══ Available data ══

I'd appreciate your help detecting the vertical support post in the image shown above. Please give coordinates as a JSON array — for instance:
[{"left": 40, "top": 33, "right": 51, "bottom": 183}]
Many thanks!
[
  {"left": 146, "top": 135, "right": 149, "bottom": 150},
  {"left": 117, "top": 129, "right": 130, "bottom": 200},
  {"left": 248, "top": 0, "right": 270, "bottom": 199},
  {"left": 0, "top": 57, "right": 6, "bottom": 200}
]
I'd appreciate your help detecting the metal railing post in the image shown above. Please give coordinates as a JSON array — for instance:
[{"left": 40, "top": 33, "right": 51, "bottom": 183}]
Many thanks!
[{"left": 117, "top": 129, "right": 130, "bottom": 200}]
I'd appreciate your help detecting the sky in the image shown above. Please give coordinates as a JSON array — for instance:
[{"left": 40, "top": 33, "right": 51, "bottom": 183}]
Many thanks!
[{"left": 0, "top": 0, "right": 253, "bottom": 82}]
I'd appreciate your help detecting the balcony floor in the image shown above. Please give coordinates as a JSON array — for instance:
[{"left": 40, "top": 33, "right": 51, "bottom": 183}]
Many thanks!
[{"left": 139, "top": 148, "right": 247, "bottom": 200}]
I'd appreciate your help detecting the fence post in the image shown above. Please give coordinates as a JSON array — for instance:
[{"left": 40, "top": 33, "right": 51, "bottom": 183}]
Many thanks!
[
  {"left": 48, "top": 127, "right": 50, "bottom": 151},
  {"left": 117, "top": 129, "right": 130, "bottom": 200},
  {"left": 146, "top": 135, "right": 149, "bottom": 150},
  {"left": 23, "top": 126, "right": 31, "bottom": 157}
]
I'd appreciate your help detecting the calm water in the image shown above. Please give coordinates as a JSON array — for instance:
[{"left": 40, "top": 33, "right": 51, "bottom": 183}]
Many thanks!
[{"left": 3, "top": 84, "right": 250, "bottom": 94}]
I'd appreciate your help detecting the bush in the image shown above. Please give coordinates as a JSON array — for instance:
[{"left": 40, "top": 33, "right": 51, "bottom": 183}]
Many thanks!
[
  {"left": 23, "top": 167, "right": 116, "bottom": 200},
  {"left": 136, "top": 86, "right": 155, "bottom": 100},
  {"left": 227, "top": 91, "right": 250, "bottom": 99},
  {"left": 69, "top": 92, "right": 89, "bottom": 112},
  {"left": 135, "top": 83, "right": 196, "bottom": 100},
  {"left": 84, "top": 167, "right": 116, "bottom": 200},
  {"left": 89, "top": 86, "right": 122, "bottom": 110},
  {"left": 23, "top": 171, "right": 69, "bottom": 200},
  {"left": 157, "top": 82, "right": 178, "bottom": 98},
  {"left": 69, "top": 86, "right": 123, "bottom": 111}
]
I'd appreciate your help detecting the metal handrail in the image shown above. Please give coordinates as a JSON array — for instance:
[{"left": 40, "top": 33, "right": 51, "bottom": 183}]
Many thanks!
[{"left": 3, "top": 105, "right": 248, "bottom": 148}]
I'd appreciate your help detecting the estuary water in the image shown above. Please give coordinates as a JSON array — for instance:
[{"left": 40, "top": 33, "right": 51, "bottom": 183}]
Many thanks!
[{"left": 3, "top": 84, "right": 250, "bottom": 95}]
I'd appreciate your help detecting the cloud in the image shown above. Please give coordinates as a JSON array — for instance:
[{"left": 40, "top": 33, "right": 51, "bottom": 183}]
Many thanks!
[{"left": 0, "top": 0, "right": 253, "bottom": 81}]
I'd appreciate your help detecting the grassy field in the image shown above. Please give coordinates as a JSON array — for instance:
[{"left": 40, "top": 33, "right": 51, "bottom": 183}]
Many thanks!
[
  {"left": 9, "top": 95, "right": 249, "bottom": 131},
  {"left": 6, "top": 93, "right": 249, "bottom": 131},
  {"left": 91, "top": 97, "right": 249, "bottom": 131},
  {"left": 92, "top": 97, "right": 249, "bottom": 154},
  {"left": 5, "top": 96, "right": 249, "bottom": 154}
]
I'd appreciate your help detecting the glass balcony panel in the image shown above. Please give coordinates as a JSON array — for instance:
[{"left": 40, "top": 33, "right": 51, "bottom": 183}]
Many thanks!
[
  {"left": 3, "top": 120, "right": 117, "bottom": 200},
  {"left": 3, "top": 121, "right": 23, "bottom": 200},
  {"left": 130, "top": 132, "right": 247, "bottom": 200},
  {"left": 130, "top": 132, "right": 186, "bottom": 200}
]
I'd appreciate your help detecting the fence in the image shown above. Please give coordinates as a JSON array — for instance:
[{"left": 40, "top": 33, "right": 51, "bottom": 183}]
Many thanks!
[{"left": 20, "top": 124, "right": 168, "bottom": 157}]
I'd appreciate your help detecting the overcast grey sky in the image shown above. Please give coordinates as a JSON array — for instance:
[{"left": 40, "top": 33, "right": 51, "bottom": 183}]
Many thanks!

═══

Exercise instructions: Repeat the data precisely, reproducing every entry.

Solution to the exercise:
I'd appreciate your help detecting the vertical support post in the image shown above. Please give coordinates as a JSON array — for instance:
[{"left": 40, "top": 33, "right": 51, "bottom": 183}]
Many thanks!
[
  {"left": 146, "top": 135, "right": 149, "bottom": 150},
  {"left": 117, "top": 129, "right": 130, "bottom": 200},
  {"left": 248, "top": 0, "right": 270, "bottom": 199},
  {"left": 0, "top": 57, "right": 6, "bottom": 200}
]
I'd appreciate your help detecting the metal railing post in the image shown above. Please give coordinates as a JSON array — for instance:
[{"left": 40, "top": 33, "right": 51, "bottom": 183}]
Many thanks!
[{"left": 117, "top": 129, "right": 130, "bottom": 200}]
I'd appreciate your help detecting the sky in the image shown above. Please give coordinates as a JSON array — for instance:
[{"left": 40, "top": 33, "right": 51, "bottom": 183}]
Many thanks!
[{"left": 0, "top": 0, "right": 253, "bottom": 82}]
I'd appreciate your help detecting the balcony floor in the image shown above. Please give coordinates as a JSON array — for instance:
[{"left": 40, "top": 33, "right": 51, "bottom": 183}]
Many thanks!
[{"left": 139, "top": 148, "right": 247, "bottom": 200}]
I'd appreciate your help detecting the fence post in the image shown above. Please give coordinates as a JSON array — for instance:
[{"left": 40, "top": 33, "right": 51, "bottom": 183}]
Many thanks!
[
  {"left": 48, "top": 127, "right": 50, "bottom": 151},
  {"left": 117, "top": 129, "right": 130, "bottom": 200},
  {"left": 146, "top": 135, "right": 149, "bottom": 150},
  {"left": 23, "top": 126, "right": 31, "bottom": 157}
]
I'd appreciate your help detecting the calm water in the image shown above. Please give coordinates as a JSON array — for instance:
[{"left": 40, "top": 33, "right": 51, "bottom": 183}]
Many thanks!
[{"left": 3, "top": 84, "right": 250, "bottom": 94}]
I'd appreciate your help detecting the bush in the image shown above. Please give coordinates as a JSON array — for instance:
[{"left": 40, "top": 33, "right": 51, "bottom": 183}]
Many thanks!
[
  {"left": 23, "top": 167, "right": 116, "bottom": 200},
  {"left": 136, "top": 86, "right": 155, "bottom": 100},
  {"left": 227, "top": 91, "right": 250, "bottom": 99},
  {"left": 69, "top": 92, "right": 89, "bottom": 112},
  {"left": 135, "top": 83, "right": 196, "bottom": 100},
  {"left": 84, "top": 167, "right": 116, "bottom": 200},
  {"left": 89, "top": 86, "right": 122, "bottom": 110},
  {"left": 23, "top": 171, "right": 69, "bottom": 200},
  {"left": 157, "top": 82, "right": 178, "bottom": 98},
  {"left": 69, "top": 86, "right": 123, "bottom": 111}
]
I'd appreciate your help detecting the metal handrail in the image shown above. Please give coordinates as a JSON array — for instance:
[{"left": 40, "top": 33, "right": 51, "bottom": 183}]
Many thanks!
[{"left": 3, "top": 105, "right": 248, "bottom": 148}]
I'd appreciate your help detecting the estuary water in the image shown above. Please give coordinates as a JSON array — for instance:
[{"left": 40, "top": 33, "right": 51, "bottom": 183}]
Many thanks!
[{"left": 3, "top": 84, "right": 250, "bottom": 95}]
I'd appreciate your help detecting the cloud in the image shown above. Please give coordinates as a JSON array — for instance:
[{"left": 40, "top": 33, "right": 51, "bottom": 183}]
Many thanks!
[{"left": 0, "top": 0, "right": 253, "bottom": 81}]
I'd appreciate your help detecting the grassy field in the image shown above. Please give coordinates as a JSON array — for instance:
[{"left": 40, "top": 33, "right": 51, "bottom": 183}]
Many thanks!
[
  {"left": 9, "top": 95, "right": 249, "bottom": 131},
  {"left": 6, "top": 93, "right": 249, "bottom": 131},
  {"left": 91, "top": 97, "right": 249, "bottom": 131},
  {"left": 92, "top": 97, "right": 249, "bottom": 154},
  {"left": 5, "top": 96, "right": 249, "bottom": 154}
]
I'd appreciate your help detecting the glass balcony panel in the image shown above. Please give coordinates as a JSON array — for instance:
[{"left": 40, "top": 33, "right": 51, "bottom": 183}]
Many thanks!
[
  {"left": 3, "top": 120, "right": 117, "bottom": 200},
  {"left": 3, "top": 121, "right": 23, "bottom": 200},
  {"left": 130, "top": 132, "right": 247, "bottom": 200},
  {"left": 130, "top": 132, "right": 186, "bottom": 200}
]
I'd appreciate your help detecting the fence in the image shown above. Please give coordinates as a JSON array — for instance:
[{"left": 40, "top": 33, "right": 51, "bottom": 183}]
Many thanks!
[{"left": 20, "top": 124, "right": 168, "bottom": 157}]
I'd appreciate your help detecting the overcast grey sky in the image shown above. Please give coordinates as a JSON array — for instance:
[{"left": 40, "top": 33, "right": 51, "bottom": 183}]
Many thanks!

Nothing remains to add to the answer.